- **EXERCISE TASK**: Change every "photo above" in the records to "image above" and give all the lines again, otherwise unaltered, with the pictures left out.

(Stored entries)
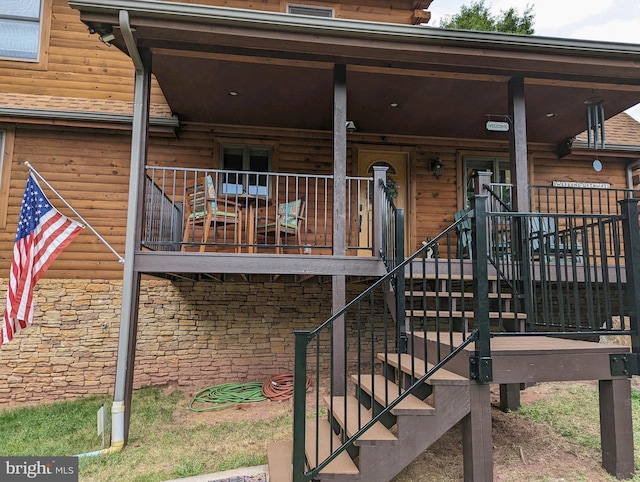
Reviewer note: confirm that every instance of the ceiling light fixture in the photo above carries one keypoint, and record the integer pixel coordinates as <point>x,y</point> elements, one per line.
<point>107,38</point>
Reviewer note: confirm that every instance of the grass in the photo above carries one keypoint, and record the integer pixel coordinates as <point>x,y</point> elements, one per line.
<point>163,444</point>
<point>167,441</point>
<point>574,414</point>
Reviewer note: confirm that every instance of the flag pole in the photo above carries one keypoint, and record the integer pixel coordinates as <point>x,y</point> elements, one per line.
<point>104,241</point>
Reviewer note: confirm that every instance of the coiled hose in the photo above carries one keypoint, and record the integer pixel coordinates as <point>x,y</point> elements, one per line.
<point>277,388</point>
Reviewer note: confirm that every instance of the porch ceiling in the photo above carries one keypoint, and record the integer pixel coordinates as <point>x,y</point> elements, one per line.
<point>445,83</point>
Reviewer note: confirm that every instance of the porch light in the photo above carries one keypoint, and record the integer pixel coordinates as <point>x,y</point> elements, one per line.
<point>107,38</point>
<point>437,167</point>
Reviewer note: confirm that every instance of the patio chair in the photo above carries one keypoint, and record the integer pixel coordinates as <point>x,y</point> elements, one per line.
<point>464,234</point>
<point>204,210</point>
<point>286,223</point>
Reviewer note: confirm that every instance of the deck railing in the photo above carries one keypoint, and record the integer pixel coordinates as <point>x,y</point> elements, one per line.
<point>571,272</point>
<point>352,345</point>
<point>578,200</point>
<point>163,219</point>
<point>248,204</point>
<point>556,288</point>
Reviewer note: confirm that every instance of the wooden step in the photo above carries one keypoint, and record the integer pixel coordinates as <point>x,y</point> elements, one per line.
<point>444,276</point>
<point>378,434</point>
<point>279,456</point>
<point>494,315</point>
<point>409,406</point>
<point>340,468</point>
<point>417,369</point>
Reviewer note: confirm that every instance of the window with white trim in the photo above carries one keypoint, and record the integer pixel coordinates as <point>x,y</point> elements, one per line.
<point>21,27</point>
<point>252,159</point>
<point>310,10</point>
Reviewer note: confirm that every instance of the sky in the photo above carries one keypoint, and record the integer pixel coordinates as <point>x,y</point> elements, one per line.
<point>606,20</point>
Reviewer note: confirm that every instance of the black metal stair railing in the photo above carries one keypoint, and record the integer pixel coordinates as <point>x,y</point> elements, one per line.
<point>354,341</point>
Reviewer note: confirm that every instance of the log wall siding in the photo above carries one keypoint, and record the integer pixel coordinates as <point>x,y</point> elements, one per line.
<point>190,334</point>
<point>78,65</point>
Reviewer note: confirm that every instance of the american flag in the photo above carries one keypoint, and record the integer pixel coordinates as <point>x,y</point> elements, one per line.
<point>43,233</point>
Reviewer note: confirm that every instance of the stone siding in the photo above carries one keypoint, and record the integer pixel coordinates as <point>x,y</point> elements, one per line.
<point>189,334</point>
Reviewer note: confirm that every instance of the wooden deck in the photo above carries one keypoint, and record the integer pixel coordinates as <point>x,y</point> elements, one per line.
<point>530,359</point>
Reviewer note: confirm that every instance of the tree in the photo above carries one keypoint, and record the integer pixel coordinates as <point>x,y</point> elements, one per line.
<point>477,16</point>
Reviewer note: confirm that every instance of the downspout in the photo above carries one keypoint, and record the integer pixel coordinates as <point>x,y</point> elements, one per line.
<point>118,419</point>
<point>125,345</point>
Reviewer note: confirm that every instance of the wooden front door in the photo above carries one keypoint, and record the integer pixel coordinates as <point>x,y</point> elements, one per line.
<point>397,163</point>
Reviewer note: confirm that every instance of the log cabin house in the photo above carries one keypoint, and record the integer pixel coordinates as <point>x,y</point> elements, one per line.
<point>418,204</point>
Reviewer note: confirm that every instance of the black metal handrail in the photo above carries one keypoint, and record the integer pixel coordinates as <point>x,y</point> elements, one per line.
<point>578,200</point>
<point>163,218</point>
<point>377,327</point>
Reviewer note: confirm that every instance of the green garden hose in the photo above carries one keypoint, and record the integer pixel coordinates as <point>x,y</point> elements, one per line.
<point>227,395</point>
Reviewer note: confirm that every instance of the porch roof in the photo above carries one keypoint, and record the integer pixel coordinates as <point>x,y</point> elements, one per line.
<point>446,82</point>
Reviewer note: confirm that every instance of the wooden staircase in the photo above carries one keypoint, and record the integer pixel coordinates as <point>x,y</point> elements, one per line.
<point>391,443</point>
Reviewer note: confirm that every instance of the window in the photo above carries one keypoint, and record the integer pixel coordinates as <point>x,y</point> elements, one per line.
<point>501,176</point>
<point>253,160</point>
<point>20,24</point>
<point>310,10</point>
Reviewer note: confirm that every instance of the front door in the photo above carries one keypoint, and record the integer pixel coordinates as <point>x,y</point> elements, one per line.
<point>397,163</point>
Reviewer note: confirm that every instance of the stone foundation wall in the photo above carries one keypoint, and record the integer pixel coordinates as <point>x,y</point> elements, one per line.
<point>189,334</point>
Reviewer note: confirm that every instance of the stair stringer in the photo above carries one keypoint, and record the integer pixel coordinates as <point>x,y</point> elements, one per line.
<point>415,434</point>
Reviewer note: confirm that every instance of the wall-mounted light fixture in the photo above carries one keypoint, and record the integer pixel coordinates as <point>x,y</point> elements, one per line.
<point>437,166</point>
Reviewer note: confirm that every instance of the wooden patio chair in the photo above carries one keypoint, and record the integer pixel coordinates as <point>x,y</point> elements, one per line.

- **ANSWER TO THIS TASK**:
Reviewer note: confirm that every instance of the ceiling light fixture in the image above carries one keypoint, and record the integer pixel coordinates as <point>x,y</point> elements, one per line.
<point>107,38</point>
Reviewer note: confirm that every instance of the grass in the image above carries one keypoint, and record the integer pixel coordinates as <point>x,y</point> elements, one per line.
<point>163,444</point>
<point>167,441</point>
<point>574,414</point>
Reviewer note: confirm that every instance of the flag pole in the image above carries one keypoint, and record the integer pixel coordinates as <point>x,y</point> elements, one per line.
<point>104,241</point>
Reviewer note: confirm that every instance of the coiled hose in the image above carries one keypoint, and record the integer pixel coordinates as <point>x,y</point> elements, one per line.
<point>277,388</point>
Reviewer note: confirm that every instance of the porch ceiling in the image above carries one keypoint, and record the integer pixel coordinates as <point>x,y</point> elements, one per line.
<point>445,83</point>
Reviewer note: confirm that every instance of the porch light in the image above carries one keypoint, and record the integer pixel coordinates as <point>x,y</point> elements, one per line.
<point>107,38</point>
<point>437,167</point>
Reviewer note: confirm that every instance of the patio chair in the image above carries one keypoint, and record the integer pixel coordinates as <point>x,y</point> elements, one per line.
<point>464,234</point>
<point>204,210</point>
<point>286,223</point>
Reviewer note: confirm that every instance of the deck railing in the image above carries one keypoint, and record the integer pixel coordinates as <point>x,y</point> elements, one per line.
<point>571,272</point>
<point>352,345</point>
<point>578,200</point>
<point>163,219</point>
<point>248,204</point>
<point>556,288</point>
Reviewer note: confirm that every instance of the wooden step in the image above carries one keypoint, and record the integer pixel coordinates as <point>x,y</point> elements, one per line.
<point>444,276</point>
<point>378,434</point>
<point>279,456</point>
<point>494,315</point>
<point>409,406</point>
<point>340,468</point>
<point>417,369</point>
Reviewer note: confirm that every instance of the window with white trim in the image above carries one keypoint, and record the integer pixel coordinates as <point>x,y</point> elements, one per line.
<point>21,27</point>
<point>252,159</point>
<point>310,10</point>
Reviewer note: confirm that every instance of the sky in the image above carries one keypoint, and record the integer pixel coordinates as <point>x,y</point> elements, one per line.
<point>606,20</point>
Reviewer note: confirm that every instance of the black metal stair railing in the image above carries one keypoint, and record the integer pixel coordinates as <point>x,y</point> elements, one per line.
<point>354,341</point>
Reviewer note: confirm that every instance of the log wall siding in the image above carries one keypoint, and record the integer pixel coordinates as <point>x,y</point> elements, one per line.
<point>190,334</point>
<point>78,65</point>
Reviewer note: confirm that every instance of the american flag in the image above carries one keypoint, and record the integer pixel coordinates as <point>x,y</point> elements, one per line.
<point>43,233</point>
Reviewer note: confirm that every instance of the stone siding in the image above carries one keypoint, and record the integer pixel coordinates as <point>x,y</point> elements, one per line.
<point>189,334</point>
Reviewer note: confirm that every instance of the wooden deck in the image above carries one keypoint, and record the integer pixel coordinates as <point>x,y</point> elements, one per line.
<point>530,359</point>
Reviewer note: confirm that every instance of the tree in the image above carries one keypoint, and record the integer pixel coordinates as <point>x,y</point> elements, one per line.
<point>477,16</point>
Reviewer note: confirm that every instance of the downspout in the image above carries one keypoint, and record the integer pixel coordinates as <point>x,y</point> elements, one per line.
<point>118,419</point>
<point>125,345</point>
Reviewer note: confirm that every instance of the wooden front door in the image above carries one keypoint, and record the integer pixel coordinates as <point>x,y</point> elements, one per line.
<point>397,163</point>
Reviewer note: confirm that every instance of the log cabin house in the image above carries one keypoint, and record the integer pixel coordinates as <point>x,y</point> elements, one per line.
<point>418,204</point>
Reviewer note: confirm that every instance of the black metal handrail in the image above carries one keypoint, and record the integer pixel coordinates as <point>x,y</point> elements, one per line.
<point>578,200</point>
<point>163,218</point>
<point>377,327</point>
Reviewer note: confirm that every instance of the green garden hose in the image above carries one keypoint, and record the integer pixel coordinates as <point>x,y</point> elements, one per line.
<point>227,395</point>
Reviewer note: confirm that every instance of the porch roof in the image above carries one keypoint, and record the integer pixel coordinates as <point>x,y</point> elements, one per line.
<point>446,82</point>
Reviewer note: confirm that every instance of the wooden staircase in the image above carries one keypoint, and record the integer pixel coordinates as <point>x,y</point> elements, one per line.
<point>391,443</point>
Reviewer note: confirm that every instance of the window in the image above carries one keypoint, and record the integer pixel coordinates as <point>x,y</point> elements, one per line.
<point>501,176</point>
<point>253,160</point>
<point>20,24</point>
<point>310,10</point>
Reviewer note: confirm that every instance of the front door in the image above carries one keypoint, and record the integer pixel coordinates as <point>x,y</point> elements, one per line.
<point>397,163</point>
Reviewer note: confirm that every instance of the stone foundation wall in the image above carries one keypoint, and record the integer pixel coordinates as <point>x,y</point> elements, one per line.
<point>189,334</point>
Reviewer note: confirm that every instance of the stair stringer in the image above carries one keypoint, and record the integer pixel coordinates as <point>x,y</point> elements, one per line.
<point>415,434</point>
Reviewer note: confirm that every instance of the wall-mounted light fixture in the image above carries one keypoint, and record the integer pixel coordinates as <point>x,y</point> elements, one per line.
<point>437,166</point>
Reviewer note: confirm that every instance of the wooden patio chair in the image above carries one keypoint, and record the integer pixel coordinates as <point>x,y</point> elements, one per line.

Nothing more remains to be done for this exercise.